I will be brief for most of the questions (additions in blue). And, as announced, I won’t be posting the questions since you were allowed to take them out of the exam hall (so please don’t email me to ask for them). The 75th, 50th, and 25th percentile scores are 17, 15, 12, respectively. Yes, this one turns out to be harder. But please don’t fret–this is where the NUS curve is in your favor. A very few forms had incorrect matriculation numbers, but I was able to figure out all of them and account for all students who took the exam. I expect to finalize all marks by no later than Wednesday/Thursday. Click through to see…
- Question 1
Option C (31%; many distracted by B and D). There isn’t not enough information to tell if wither Will or Lena subscribe to Consequentialism or Deontology (so not Options A or B). Nonetheless, what they say is consistent with Utilitarianism—so they might subscribe to that theory, even though they might also not. On the other hand, if, given what they say, they (definitely) subscribes to a form of Utilitarianism, or they (definitely) rejects Utilitarianism, then you shouldn’t pick Option C–in fact this what rejecting Option C to go for Option D means.
• • • • • • •
Required work:
Reproduce the exam feedback above word for word, from start to finish. The records below come from a separate source.

(Excerpts from point annotation data)
• • • • • • •
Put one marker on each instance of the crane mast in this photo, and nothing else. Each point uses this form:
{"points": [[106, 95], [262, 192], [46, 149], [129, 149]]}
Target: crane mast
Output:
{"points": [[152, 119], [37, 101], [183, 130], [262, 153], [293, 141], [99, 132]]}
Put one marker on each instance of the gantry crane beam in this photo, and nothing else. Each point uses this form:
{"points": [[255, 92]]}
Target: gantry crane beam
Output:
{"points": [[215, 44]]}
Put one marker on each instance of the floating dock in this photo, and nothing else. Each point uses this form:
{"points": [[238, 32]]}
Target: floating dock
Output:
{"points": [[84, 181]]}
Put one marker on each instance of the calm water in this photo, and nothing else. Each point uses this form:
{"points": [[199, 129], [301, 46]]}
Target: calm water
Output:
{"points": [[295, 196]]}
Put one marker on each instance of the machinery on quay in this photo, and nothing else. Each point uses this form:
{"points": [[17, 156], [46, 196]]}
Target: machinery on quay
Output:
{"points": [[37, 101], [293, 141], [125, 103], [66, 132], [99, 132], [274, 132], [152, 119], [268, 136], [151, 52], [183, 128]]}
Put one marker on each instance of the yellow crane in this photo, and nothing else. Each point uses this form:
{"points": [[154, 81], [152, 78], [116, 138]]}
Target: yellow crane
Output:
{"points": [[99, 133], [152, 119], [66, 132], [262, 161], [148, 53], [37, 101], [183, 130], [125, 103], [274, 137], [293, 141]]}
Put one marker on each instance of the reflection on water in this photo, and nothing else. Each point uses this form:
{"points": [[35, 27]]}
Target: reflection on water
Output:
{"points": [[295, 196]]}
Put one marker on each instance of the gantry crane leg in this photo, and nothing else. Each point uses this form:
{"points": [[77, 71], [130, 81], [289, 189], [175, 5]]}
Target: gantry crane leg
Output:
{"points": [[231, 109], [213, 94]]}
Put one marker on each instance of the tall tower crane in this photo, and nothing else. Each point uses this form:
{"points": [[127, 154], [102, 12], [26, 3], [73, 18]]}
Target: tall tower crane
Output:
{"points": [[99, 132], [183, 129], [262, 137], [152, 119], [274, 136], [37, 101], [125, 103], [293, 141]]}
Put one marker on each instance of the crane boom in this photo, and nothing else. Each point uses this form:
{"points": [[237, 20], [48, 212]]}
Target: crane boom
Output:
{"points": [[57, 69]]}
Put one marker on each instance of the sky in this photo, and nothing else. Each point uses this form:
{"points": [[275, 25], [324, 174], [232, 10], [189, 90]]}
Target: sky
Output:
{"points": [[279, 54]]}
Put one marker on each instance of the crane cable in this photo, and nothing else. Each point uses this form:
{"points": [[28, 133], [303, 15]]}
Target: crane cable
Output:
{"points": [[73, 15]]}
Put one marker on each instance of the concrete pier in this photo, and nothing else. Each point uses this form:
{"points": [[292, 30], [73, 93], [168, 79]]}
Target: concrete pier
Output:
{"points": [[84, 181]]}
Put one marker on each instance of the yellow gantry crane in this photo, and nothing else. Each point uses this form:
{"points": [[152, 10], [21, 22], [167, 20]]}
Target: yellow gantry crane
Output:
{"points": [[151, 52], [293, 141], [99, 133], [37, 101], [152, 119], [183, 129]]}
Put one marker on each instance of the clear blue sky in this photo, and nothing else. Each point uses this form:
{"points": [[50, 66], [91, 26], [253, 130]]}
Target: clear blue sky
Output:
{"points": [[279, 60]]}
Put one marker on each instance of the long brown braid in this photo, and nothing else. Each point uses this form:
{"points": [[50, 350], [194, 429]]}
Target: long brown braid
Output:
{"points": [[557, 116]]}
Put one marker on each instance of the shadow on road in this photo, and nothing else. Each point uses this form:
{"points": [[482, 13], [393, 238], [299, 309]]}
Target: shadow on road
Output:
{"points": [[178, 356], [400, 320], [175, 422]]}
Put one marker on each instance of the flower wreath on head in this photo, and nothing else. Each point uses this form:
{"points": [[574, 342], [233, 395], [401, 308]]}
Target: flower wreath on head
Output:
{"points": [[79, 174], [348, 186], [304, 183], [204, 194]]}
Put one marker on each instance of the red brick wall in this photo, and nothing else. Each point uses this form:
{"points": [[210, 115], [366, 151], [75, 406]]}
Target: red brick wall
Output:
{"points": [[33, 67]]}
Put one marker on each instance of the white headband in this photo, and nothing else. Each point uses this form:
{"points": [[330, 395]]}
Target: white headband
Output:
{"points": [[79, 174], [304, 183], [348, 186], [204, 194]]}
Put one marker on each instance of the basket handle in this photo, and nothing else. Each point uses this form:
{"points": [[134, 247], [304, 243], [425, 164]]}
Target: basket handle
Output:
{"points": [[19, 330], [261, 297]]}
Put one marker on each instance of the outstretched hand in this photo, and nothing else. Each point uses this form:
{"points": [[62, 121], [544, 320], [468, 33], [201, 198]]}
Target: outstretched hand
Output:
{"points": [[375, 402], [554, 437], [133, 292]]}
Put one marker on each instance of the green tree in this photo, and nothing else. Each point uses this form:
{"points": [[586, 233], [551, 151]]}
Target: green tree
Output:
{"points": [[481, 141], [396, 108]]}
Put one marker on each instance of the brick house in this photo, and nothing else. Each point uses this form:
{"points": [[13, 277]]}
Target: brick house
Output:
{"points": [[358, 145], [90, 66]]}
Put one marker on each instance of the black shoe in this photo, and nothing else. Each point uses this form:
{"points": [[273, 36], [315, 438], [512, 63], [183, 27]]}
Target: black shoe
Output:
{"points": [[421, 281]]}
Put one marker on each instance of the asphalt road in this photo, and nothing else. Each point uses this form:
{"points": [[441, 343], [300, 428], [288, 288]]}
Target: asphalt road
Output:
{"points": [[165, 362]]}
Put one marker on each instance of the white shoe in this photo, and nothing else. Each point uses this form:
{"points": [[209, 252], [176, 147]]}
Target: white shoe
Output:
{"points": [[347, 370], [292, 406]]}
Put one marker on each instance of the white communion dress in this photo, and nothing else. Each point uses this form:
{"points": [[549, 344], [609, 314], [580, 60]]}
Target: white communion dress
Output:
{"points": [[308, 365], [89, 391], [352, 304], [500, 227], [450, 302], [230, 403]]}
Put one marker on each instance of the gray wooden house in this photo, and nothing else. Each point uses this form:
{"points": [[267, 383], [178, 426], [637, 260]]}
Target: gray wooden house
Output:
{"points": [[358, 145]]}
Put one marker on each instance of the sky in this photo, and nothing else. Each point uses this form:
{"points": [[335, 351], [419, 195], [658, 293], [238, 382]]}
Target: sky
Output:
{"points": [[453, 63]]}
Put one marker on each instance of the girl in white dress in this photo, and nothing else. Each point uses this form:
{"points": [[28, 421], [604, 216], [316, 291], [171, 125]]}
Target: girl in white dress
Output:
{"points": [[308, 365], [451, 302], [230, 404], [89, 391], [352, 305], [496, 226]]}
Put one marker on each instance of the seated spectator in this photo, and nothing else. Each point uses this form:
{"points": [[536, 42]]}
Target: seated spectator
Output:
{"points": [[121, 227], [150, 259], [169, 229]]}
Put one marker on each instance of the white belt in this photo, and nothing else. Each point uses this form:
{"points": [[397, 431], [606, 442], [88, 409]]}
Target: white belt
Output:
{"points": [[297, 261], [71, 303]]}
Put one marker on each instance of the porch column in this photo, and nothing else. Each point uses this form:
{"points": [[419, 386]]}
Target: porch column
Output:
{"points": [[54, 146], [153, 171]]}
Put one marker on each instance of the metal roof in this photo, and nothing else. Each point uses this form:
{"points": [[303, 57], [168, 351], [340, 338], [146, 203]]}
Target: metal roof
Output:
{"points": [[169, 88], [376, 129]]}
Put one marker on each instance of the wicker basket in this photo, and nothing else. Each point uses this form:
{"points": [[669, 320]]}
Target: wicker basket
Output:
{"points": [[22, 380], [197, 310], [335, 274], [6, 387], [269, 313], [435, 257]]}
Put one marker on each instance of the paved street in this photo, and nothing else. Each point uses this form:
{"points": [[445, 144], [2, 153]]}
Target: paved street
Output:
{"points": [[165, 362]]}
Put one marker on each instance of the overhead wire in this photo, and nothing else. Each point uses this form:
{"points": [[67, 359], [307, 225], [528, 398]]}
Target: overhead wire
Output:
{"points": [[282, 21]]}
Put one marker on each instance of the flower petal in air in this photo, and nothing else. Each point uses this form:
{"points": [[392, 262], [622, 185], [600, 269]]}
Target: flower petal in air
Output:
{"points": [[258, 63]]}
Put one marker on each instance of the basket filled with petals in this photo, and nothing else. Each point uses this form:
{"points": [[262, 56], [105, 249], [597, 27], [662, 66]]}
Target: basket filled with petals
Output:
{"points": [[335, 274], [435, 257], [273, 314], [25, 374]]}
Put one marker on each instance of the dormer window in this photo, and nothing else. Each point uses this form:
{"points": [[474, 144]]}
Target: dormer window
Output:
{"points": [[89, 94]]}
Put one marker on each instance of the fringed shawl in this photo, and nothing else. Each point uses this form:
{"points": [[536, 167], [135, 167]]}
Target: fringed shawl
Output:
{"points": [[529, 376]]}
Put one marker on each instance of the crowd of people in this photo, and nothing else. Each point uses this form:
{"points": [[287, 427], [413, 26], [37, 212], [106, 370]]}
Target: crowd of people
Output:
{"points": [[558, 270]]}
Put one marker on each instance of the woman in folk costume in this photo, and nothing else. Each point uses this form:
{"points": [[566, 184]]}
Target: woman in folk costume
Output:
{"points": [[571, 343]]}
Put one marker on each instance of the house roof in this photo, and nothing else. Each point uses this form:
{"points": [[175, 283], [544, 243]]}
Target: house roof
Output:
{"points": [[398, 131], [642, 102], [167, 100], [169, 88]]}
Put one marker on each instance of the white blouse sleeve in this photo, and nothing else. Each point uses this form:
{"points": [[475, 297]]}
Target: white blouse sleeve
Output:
• • • • • • •
Right answer:
I will be brief for most of the questions (additions in blue). And, as announced, I won’t be posting the questions since you were allowed to take them out of the exam hall (so please don’t email me to ask for them). The 75th, 50th, and 25th percentile scores are 17, 15, 12, respectively. Yes, this one turns out to be harder. But please don’t fret–this is where the NUS curve is in your favor. A very few forms had incorrect matriculation numbers, but I was able to figure out all of them and account for all students who took the exam. I expect to finalize all marks by no later than Wednesday/Thursday. Click through to see…
- Question 1
Option C (31%; many distracted by B and D). There isn’t not enough information to tell if wither Will or Lena subscribe to Consequentialism or Deontology (so not Options A or B). Nonetheless, what they say is consistent with Utilitarianism—so they might subscribe to that theory, even though they might also not. On the other hand, if, given what they say, they (definitely) subscribes to a form of Utilitarianism, or they (definitely) rejects Utilitarianism, then you shouldn’t pick Option C–in fact this what rejecting Option C to go for Option D means.